*THE PROBLEM:*
Return the whole listing, line for line, without the pictures in it.

(Location identification items)
--- Begin ---
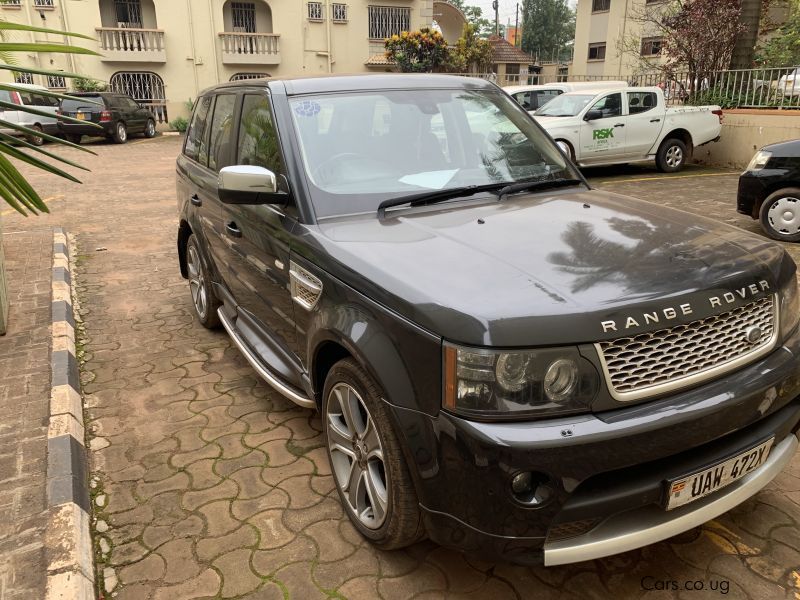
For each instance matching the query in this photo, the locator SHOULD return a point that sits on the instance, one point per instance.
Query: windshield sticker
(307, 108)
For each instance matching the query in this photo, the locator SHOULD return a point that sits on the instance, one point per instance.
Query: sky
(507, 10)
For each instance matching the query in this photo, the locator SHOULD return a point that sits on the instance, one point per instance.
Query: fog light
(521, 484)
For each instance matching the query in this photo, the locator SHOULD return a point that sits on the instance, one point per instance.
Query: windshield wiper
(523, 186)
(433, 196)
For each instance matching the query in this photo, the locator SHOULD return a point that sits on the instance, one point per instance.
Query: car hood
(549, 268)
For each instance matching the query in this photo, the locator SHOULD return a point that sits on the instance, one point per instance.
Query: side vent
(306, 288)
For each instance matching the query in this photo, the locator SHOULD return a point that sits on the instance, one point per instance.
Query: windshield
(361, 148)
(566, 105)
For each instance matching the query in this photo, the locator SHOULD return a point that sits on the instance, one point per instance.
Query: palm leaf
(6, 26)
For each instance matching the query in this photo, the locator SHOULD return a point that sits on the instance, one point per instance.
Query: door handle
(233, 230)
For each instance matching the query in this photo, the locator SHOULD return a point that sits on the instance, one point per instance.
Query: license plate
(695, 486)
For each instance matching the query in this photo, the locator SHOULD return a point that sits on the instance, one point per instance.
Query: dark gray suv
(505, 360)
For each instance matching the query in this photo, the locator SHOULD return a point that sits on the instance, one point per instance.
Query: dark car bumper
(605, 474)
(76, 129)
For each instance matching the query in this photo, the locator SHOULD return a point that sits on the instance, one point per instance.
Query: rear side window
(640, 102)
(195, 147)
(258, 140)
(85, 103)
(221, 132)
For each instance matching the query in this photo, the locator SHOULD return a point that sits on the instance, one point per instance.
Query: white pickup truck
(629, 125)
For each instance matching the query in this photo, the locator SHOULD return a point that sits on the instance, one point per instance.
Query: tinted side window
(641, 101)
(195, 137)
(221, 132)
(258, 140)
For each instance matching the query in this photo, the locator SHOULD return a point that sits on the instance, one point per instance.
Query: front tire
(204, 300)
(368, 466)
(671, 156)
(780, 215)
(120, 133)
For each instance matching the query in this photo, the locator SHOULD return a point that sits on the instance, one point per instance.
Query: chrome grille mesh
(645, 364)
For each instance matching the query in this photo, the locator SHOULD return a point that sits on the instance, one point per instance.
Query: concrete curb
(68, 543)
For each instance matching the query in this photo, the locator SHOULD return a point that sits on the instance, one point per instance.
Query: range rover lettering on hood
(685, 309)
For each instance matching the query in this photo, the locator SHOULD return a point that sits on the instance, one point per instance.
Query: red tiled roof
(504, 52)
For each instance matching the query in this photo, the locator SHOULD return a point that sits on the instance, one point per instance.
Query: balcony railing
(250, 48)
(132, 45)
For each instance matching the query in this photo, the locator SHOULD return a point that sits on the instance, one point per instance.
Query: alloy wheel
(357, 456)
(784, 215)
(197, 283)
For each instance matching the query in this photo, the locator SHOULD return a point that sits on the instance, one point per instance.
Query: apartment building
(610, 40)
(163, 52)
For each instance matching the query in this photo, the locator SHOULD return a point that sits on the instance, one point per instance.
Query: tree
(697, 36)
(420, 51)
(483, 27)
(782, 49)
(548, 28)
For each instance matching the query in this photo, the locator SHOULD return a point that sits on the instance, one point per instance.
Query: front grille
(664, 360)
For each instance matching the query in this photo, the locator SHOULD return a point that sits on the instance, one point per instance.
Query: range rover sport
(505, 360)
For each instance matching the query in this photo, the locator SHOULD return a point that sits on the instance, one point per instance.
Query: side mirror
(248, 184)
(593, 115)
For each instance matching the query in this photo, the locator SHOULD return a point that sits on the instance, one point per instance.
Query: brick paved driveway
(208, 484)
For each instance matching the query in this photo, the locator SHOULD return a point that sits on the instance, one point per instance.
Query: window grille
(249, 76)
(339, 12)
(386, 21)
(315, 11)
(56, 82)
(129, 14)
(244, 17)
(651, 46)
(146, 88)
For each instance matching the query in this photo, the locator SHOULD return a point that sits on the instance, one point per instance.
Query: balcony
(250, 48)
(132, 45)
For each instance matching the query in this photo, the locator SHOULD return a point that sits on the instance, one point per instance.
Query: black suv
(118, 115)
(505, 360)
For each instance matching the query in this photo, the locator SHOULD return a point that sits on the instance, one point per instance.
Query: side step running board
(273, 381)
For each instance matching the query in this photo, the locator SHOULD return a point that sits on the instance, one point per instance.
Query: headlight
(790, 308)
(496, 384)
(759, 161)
--- End ---
*THE COMPLETED TASK:*
For each instance matching the query in this photo, the locator SHOULD return a point that sits on the instance, one point per instance.
Query: windshield sticker
(307, 108)
For each instance matching the query in this photo, the locator SHOULD return a point that sits on the instance, one point per instance.
Query: sky
(507, 10)
For each instance matching the query in this photo, the locator SHOULD return a point that sits on the instance, one point per instance.
Query: fog light
(521, 484)
For each instance matching the query in this photo, the locator SHOULD return a point that sits on the instance, one point per instance.
Query: windshield wiper
(523, 186)
(433, 196)
For each instance matching the query in this photo, the locator SHOULD return a point that sits on the instance, one point per instance.
Query: car hood
(549, 268)
For each instance matching the query in this photo, the locator SHOULD return a point that sits on the instance, one point per instance.
Query: side vent
(306, 288)
For each instance matching the query in this photo, the locator SHOULD return a point that sits on the instance, one point per instance.
Query: windshield
(361, 148)
(566, 105)
For each instance matching the query in this photo, the locator SHOULD return a point that sits on the instance, one point per instance.
Query: palm leaf
(6, 26)
For each instance matching the query in this photo, the locator SHOULD return a point that sits on the instance, one point per instance.
Query: door handle
(233, 230)
For each instance matching the query in this photo, the locator SHOULD return a point that sits on the instance, one point per instance.
Query: license plate
(695, 486)
For each instance matching the query in this photo, the locator SHOULD return a point that sits on the instance, one point per instance.
Query: dark gray suv
(505, 360)
For each instance matching the query in this photo, the locator SHOULD return a point that sits on the instance, one point per instance.
Query: dark car bumper
(605, 474)
(76, 129)
For each instance matching the query in this photo, the locator SHOULD return a point that sits on the instance, one point per instance.
Query: rear side window
(640, 102)
(195, 147)
(258, 140)
(85, 103)
(221, 132)
For each instance matching the query in this photo, the locator SHOULD return a point that sits on the instance, one point per instance.
Query: white pickup truck
(629, 125)
For each instance matching the query in this photo, the locator SHOULD return a point that sits on the instance, one point per instance.
Query: tinted side window
(641, 101)
(195, 137)
(221, 132)
(258, 140)
For each instance matching the query in this photo, the locator SHOULD return a point that sits on the instance, one point per instance.
Query: front tire
(204, 300)
(368, 466)
(671, 156)
(780, 215)
(120, 133)
For each instance matching the query in this photo, the locator SHOULD return a point that sits on the instance, one point per instance.
Query: chrome grille mesh
(645, 364)
For each instance matching the query in this photo, the locator SHOULD return a point that sits on the instance, one point per instance.
Query: concrete curb
(68, 543)
For each instance matching the query in this photo, the locator SHOULD return a point that sits on the instance, one point per instance.
Query: range rover lettering on hood
(685, 309)
For each instance matching the query in this photo, the locator SHOULD return a point that sits on the instance, one point per instance.
Query: red tiled roof
(504, 52)
For each instance matching the query in this photo, the locator SHOULD return a point that sits on the instance, one point per instance.
Query: balcony railing
(250, 48)
(132, 45)
For each instance matching the query in this photo, the locator SHOULD return a point that sits on the instance, one point per instance.
Query: alloy wheel
(357, 456)
(784, 215)
(197, 283)
For each instance matching the query in this photo, the locator SHOULD return a point that sits on the instance, one point per instance.
Query: apartment building
(610, 40)
(163, 52)
For each instance matching the query in this photo, the locator SHOULD return a point that sits on the instance, one point per instance.
Query: tree
(697, 36)
(420, 51)
(483, 27)
(782, 49)
(548, 28)
For each instance matching the query in this photo, the locator SHOULD return a point that sits on the instance, one point per instance.
Query: front grille
(664, 360)
For each instance matching the query in this photo, the locator SHOULD return a point that sits on the instance, one point per instance.
Query: range rover sport
(505, 360)
For each instance matching the query in this photo, the locator SHOULD return a point that sits on the instance, one point per instance.
Query: side mirror
(248, 184)
(593, 115)
For each instance matching the query in this photo, the locator SHOULD return a point that sits on the instance, one point per instance.
Query: brick paved driveway
(208, 484)
For each instance matching the query in this photo, the locator SHOULD return a point that sits on the instance, one point per instance.
Query: window grille
(249, 76)
(339, 12)
(386, 21)
(315, 11)
(56, 82)
(129, 14)
(244, 17)
(651, 46)
(146, 88)
For each instance matching the query in this photo, the locator SHOULD return a point that sits on the instance, one point per instance.
Query: balcony
(250, 48)
(132, 45)
For each instance matching the query in this photo, the locator SHOULD return a point that sits on the instance, one point per instance.
Query: black suv
(118, 115)
(505, 360)
For each instance matching the query in this photo, the locator SHOULD return a point that sits on the instance, one point per instance.
Query: side step running board
(273, 381)
For each instance matching the query in this photo, the locator SHOULD return a point that sits on the instance, one point per instance.
Query: headlight
(790, 308)
(496, 384)
(759, 161)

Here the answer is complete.